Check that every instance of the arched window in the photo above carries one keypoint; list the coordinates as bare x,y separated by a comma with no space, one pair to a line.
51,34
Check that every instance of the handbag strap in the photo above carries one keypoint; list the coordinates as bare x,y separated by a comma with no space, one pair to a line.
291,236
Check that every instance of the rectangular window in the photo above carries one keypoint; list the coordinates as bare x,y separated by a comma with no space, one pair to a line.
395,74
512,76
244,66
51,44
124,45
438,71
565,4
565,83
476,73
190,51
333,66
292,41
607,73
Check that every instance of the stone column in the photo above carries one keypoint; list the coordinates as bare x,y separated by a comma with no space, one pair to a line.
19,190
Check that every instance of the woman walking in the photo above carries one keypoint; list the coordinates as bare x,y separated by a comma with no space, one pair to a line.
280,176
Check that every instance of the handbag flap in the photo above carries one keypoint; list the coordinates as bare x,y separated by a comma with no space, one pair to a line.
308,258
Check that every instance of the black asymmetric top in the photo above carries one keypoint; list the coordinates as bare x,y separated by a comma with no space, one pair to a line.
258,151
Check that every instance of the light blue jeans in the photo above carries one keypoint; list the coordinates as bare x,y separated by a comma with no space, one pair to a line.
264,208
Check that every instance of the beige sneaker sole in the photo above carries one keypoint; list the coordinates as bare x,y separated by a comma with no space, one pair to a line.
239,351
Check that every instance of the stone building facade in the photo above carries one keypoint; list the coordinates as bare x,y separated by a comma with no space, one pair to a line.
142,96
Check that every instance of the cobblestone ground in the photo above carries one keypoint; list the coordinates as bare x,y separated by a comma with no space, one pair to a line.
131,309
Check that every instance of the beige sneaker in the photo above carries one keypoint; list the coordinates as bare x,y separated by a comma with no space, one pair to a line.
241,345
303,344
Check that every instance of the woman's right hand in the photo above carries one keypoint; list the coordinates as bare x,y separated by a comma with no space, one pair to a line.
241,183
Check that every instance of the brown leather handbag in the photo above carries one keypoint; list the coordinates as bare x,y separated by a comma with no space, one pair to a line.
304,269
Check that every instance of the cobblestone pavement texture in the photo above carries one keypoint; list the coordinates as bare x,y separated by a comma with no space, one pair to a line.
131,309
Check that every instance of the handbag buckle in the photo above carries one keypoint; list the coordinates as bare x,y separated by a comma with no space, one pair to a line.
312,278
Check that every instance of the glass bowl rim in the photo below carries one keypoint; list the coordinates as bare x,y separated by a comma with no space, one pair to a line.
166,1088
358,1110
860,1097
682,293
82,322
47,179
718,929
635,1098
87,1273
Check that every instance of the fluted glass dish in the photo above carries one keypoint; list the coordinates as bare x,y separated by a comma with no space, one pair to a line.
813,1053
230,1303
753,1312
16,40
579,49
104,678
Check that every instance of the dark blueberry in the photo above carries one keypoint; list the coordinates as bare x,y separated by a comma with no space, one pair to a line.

----

- Work to be completed -
Each line of the listing has to be repeated exactly in the reply.

- Task response -
Check that every instance of the arched window in the photo above carries one keypoint; list the coordinates as bare x,y separated by a comma with no space, one pair to a line.
51,34
Check that every instance of the handbag strap in the photo above carries one keypoint; list the coordinates as bare x,y separated by a comma with no space, one pair to a line.
291,236
Check that every instance of the rectangular window in the photo above carries one keypoint; list the coordinates as bare x,y separated by a comma with no space, one pair to a line.
395,74
512,76
244,66
51,44
124,45
438,71
565,4
565,83
476,73
190,51
333,66
292,41
607,73
Check that every instance of the stone column in the photo above carries one keypoint; list the coordinates as bare x,y separated by a comma with no space, one pair to a line.
19,190
Check that every instance of the woman walking in the photo above carries one keypoint; list the coordinates as bare x,y separated by a comma with no space, one pair to a line.
280,176
Check that every instance of the handbag flap in the photo above carries one keypoint; list the coordinates as bare x,y separated by a comma with no space, one pair to a line.
308,258
Check that every instance of the black asymmetric top in the photo above carries one keypoint; list the coordinates as bare x,y separated by a comma with no space, one pair to a line.
258,151
Check that every instance of the light blue jeans in the photo above carries one keypoint; list the coordinates as bare x,y separated by a comma with no space, one pair to a line.
264,208
Check that every instance of the beige sneaker sole in the photo above carries one keypoint; list the coordinates as bare x,y separated by a comma with no space, one pair to a line.
239,351
Check that every instance of the stone building facade in the photo above carries one keypoint; list the coordinates as bare x,y separated by a comma with no space, one pair to a line.
142,96
Check that every instance of the cobblestone ground in the photo above carries one keypoint; list the coordinates as bare x,y separated by a comma with no space, one pair to a line.
131,309
Check that every instance of the beige sneaker in the photo above carries one keypoint; list the coordinates as bare x,y separated by a comma with no space, one pair to a line.
241,345
303,344
Check that every instance of the woman's right hand in the photo above carries one keypoint; list the coordinates as bare x,y separated by a comma with no space, one pair to a line.
241,183
Check that every instance of the brown leather handbag in the photo above carries one keypoint; list the coordinates as bare x,y separated by a comma with no space, one pair to a line.
304,269
Check that every instance of the cobblestone pavement texture in the photo above carries one keypoint; list the coordinates as bare x,y separated by a comma with no space, one pair to a line.
131,309
Check that every instance of the handbag buckle in the photo above carries one keypoint; list the coordinates as bare x,y separated by a comma with no space, one pair to a line.
312,278
Check that every instance of the glass bowl rim in the photo below carries one keypoint; list the coordinates as bare x,y separated by a comma with no space, one pair to a line.
166,1088
358,1110
860,1097
682,293
82,322
47,179
718,929
635,1098
87,1273
Check that every instance of the fluted glass dish in the photo above carries one keypoint; list the coordinates as bare x,y separated by a comma with no space, one pair to a line.
813,1053
230,1303
753,1312
16,40
579,49
104,678
Check that every instance of the dark blueberry in the photo above carries one keypoint; list the coordinates as bare x,y separated by a comma with no space, one pair to a line.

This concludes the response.